**Directions for this task:**
Locate every line below that contains the word "tree" and copy each of those lines in full.

**Provided data:**
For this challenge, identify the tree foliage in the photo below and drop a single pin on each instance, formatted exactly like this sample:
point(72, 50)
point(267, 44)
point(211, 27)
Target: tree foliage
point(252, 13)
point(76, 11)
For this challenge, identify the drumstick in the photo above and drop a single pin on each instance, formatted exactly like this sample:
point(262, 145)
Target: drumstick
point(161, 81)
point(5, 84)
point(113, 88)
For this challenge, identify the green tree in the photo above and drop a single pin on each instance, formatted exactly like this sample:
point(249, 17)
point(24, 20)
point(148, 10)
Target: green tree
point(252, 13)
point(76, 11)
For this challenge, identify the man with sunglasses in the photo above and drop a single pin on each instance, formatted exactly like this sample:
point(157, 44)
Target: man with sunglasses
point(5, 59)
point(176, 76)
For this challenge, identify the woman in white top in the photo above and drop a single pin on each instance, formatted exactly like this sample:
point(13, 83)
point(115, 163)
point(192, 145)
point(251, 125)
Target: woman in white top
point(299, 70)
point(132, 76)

--

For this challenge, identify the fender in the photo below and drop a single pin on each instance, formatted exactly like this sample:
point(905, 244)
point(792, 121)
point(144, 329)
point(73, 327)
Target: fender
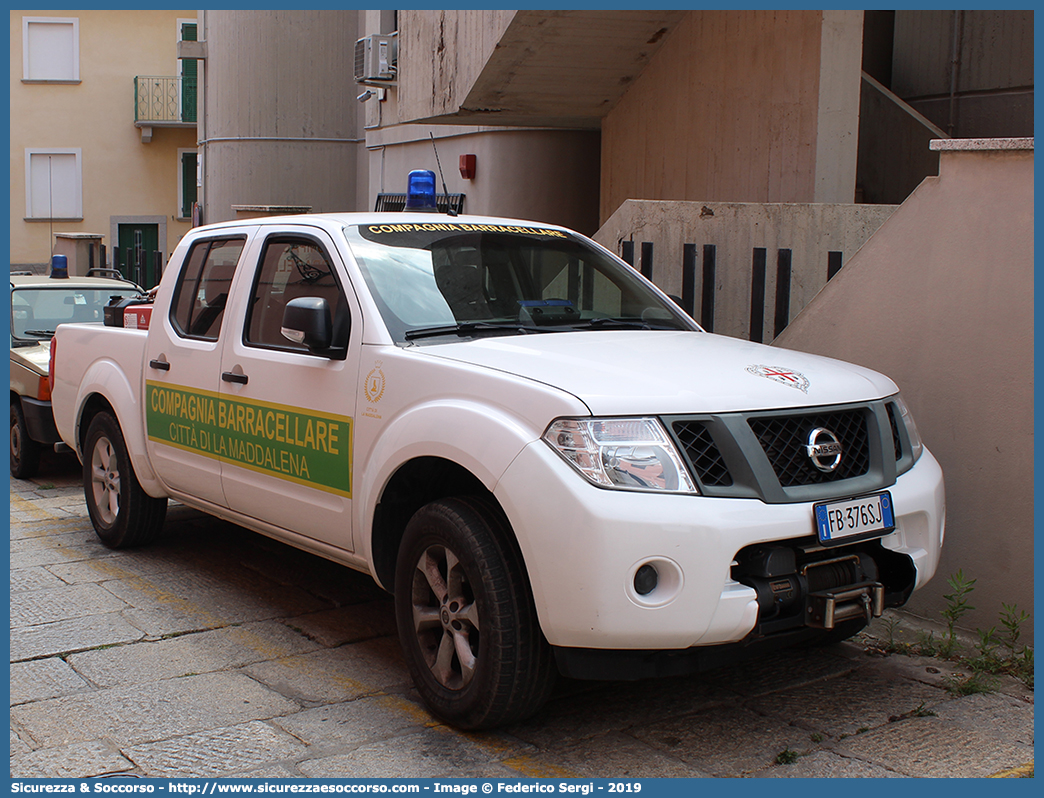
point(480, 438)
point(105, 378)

**Exercise answer:**
For this challenge, identify the tree foliage in the photo below and drop a single pin on each instance, formatted exactly like this sample:
Target: tree foliage
For this challenge, identify the green tree in the photo above and drop a single pin on each instance, formatted exactly like this sample:
Target: green tree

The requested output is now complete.